Task to carry out
Continue the piece on running the TIBCO EMS server locally for automated testing, starting after its final sentence.

Text for analysis Start Marker

That said, the TIBCO EMS SDK I’ve been working with (v6.3.0) has all the parts I needed to do this stuff, albeit with some workarounds to avoid needing to run the tests with administrator rights which we’ll look into later.

The only other thorny issue is licensing. You would hope that software product companies would do their utmost to get developers on their side and make it easy for them to build and test their wares, but it is often hard to get clarity around how the product can be used outside of the final production environment. For example trying to find out if the TIBCO service can be run on a developer’s workstation or in a cloud hosted VM solely for the purposes of running some automated tests has been a somewhat arduous task.

This may not be solely the fault of the underlying product company, although the old fashioned licensing agreements often do little to distinguish production and modern development use [1]. No, the real difficulty is finding the right person within the client’s company to talk to about such matters. Unless they are au fait with the role modern automated integrated testing takes place in the development process you will struggle to convince them your intended use is in the interests of the 3rd party product, not stealing revenue from them.

Okay, time to step down from the soap box and focus on the problems we can solve…

Hosting TIBEMSD as a Windows Service

From an automated testing perspective what we need access to is the TIBEMSD.EXE console application. This provides us with one or more TIBCO message queues that we can host on our local machine. Owning thing process means we can therefore create, publish to and delete queues on demand and therefore tightly control the environment.

If you only want to do basic integration testing around the sending and receiving of messages you can configure it as a Windows service and just leave it running in the background. Then your tests can just rely on it always being there like a local database or the file-system. The build machine can be configured this way too.

Unfortunately because it’s a console application and not written to be hosted as a service (at least v6.3 isn’t), you need to use a shim like SRVANY.EXE from the Windows 2003 Resource Kit or something more modern like NSSM. These tools act as an adaptor to the console application so that the Windows SCM can control them.

Text for analysis End Marker
Recorded information Start Marker

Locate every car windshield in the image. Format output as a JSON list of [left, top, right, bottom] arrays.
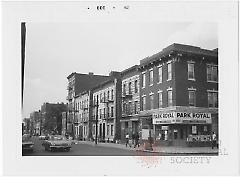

Recorded information End Marker

Answer section
One thing to be careful of when running TIBEMSD in this way is that it will stick its data files in the CWD (Current Working Directory), which for a service is %SystemRoot%\System32, unless you configure the shim to change it. Putting them in a separate folder makes them a little more obvious and easier to delete when having a clear out [2].

Running TIBEMSD On Demand

Running the TIBCO server as a service makes certain kinds of tests easier to write as you don’t have to worry about starting and stopping it, unless that’s exactly the kinds of test you want to write.

I’ve found it’s all too easy when adding new code or during a refactoring to accidentally break the service so that it doesn’t behave as intended when the network goes up and down, especially when you’re trying to handle poisoned messages.

Hence I prefer to have the TIBEMSD.EXE binary included in the source code repository, in a known place so that it can be started and stopped on demand to verify the connectivity side is working properly. For those classes of integration tests where you just need it to be running you can add it to your fixture-level setup and even keep it running across fixtures to ensure the tests running at an adequate pace.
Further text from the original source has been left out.